• YOUR TASKS:
1/ Answer these questions using the article on French unemployment figures:
(a) What term does the article give for removing people from the unemployment compensation rolls for spurious reasons?
(b) What is the report by Pôle Emplois based on?
(c) For how many consecutive months had unemployment sharply deteriorated before the December numbers?
2/ From the article on French unemployment figures, write out the stretch from "So, when Pôle" through "a little bit." word for word.

• TEXT UNDER STUDY:

Ugly unemployment numbers are politically inconvenient in democracies. Red-faced politicians have to come up with excuses, and entire elections can be lost over them. So, every country has implemented inscrutable statistical systems to make unemployment look better, or less disastrous, regardless of what realities on the ground may be.
France, which has one of the most generous (and expensive) unemployment compensation systems in Europe, does that too. But it also has an administrative tool at its disposal: removing tens of thousands of people every month from the unemployment compensation rolls for spurious reasons. There is even a term for it: the “politics of removal.”
Like every country, France has a slew of reports that attempt to shed light on, or obfuscate its unemployment fiasco. The two most mediatized: the survey-based report by Insee, which includes the headline unemployment rate; and the report by the unemployment office, Pôle Emplois, which is based on the number of people receiving unemployment compensation. And that raw number is a huge deal in France.
So, when Pôle Emplois released the December numbers on Friday, Labor Minister Michel Sapin—he who let it slip during a radio interview that France was “totally bankrupt“—stepped into the limelight. And patted the government on the back: after 20 consecutive months of sharp deterioration, unemployment had deteriorated again, but only a little bit.
“I can see the sign of an economic activity that isn’t as degraded as some say,” he mollified his jittery compatriots. And with regards to the economy: “We’re not in a collapse,” he said confidence-inspiringly. The “cumulative employment policies” undertaken by the government might even lead to a rebound in the second half, he ventured.

• DATASET:
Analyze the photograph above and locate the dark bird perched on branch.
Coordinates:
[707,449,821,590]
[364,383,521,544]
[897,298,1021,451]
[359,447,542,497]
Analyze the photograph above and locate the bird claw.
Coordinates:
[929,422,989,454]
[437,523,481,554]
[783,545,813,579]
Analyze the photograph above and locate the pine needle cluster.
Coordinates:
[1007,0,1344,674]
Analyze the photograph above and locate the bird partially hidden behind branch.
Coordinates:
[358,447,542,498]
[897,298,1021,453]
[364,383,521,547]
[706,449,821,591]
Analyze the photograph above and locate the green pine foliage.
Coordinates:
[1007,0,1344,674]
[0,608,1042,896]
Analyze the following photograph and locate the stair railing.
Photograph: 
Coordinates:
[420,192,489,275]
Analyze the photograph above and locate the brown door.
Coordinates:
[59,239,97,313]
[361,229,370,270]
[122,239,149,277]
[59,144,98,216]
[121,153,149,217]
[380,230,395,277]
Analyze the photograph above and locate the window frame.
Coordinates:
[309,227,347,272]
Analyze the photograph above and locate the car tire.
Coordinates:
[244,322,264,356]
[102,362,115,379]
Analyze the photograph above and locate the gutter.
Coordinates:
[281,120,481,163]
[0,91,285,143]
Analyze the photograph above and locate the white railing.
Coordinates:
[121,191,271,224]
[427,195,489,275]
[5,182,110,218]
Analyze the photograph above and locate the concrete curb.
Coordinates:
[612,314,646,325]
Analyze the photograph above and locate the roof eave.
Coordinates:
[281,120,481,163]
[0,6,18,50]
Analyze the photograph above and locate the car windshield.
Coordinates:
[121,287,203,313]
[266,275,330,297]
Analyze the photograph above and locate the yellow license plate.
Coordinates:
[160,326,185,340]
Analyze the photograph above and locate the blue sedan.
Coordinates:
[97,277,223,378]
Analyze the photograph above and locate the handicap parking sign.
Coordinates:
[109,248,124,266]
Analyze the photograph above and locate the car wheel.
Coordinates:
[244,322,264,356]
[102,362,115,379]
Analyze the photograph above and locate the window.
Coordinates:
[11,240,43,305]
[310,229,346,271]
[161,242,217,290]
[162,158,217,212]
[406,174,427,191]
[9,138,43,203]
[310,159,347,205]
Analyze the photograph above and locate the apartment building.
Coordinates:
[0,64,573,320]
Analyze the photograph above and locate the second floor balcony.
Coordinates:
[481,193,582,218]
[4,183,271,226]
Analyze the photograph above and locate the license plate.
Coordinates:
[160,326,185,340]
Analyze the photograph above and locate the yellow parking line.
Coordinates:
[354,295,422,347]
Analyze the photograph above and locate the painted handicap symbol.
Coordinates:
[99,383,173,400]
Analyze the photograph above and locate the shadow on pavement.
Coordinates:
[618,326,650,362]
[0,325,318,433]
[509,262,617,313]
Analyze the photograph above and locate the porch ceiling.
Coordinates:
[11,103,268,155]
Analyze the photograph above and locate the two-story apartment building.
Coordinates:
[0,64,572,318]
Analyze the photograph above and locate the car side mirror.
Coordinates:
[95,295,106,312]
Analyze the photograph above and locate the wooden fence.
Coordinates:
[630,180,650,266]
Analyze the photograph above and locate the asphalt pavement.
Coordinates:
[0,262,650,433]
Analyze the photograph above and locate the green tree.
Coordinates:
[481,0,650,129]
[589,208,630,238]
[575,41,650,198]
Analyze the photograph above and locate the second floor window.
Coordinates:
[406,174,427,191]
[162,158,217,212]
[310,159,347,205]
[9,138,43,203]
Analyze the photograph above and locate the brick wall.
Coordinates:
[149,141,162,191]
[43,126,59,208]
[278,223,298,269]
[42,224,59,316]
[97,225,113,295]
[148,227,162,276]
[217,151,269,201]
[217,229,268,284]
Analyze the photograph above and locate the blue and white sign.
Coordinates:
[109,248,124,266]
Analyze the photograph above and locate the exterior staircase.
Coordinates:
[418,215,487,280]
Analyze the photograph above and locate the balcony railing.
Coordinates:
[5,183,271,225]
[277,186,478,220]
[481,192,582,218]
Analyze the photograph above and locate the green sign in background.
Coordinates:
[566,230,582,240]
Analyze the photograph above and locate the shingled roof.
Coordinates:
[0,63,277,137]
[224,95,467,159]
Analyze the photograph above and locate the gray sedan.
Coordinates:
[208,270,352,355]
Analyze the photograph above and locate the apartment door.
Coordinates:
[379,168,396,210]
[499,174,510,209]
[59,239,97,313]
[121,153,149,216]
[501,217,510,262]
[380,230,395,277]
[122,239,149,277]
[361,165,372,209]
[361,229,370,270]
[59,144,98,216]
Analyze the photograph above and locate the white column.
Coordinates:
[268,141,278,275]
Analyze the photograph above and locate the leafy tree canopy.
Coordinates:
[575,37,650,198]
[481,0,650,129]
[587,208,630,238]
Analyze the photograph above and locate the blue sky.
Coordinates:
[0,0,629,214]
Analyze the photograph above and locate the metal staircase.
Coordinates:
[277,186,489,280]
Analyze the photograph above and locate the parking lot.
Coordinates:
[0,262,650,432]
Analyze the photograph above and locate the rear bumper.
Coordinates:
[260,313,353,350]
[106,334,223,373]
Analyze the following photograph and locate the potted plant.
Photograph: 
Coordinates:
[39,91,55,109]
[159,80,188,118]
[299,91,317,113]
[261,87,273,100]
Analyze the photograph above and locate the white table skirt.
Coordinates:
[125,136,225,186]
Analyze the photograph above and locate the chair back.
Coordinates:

• ANSWERS TO THE TASKS:
1/
(a) The "politics of removal."
(b) The number of people receiving unemployment compensation.
(c) 20 consecutive months.

2/
So, when Pôle Emplois released the December numbers on Friday, Labor Minister Michel Sapin—he who let it slip during a radio interview that France was “totally bankrupt“—stepped into the limelight. And patted the government on the back: after 20 consecutive months of sharp deterioration, unemployment had deteriorated again, but only a little bit.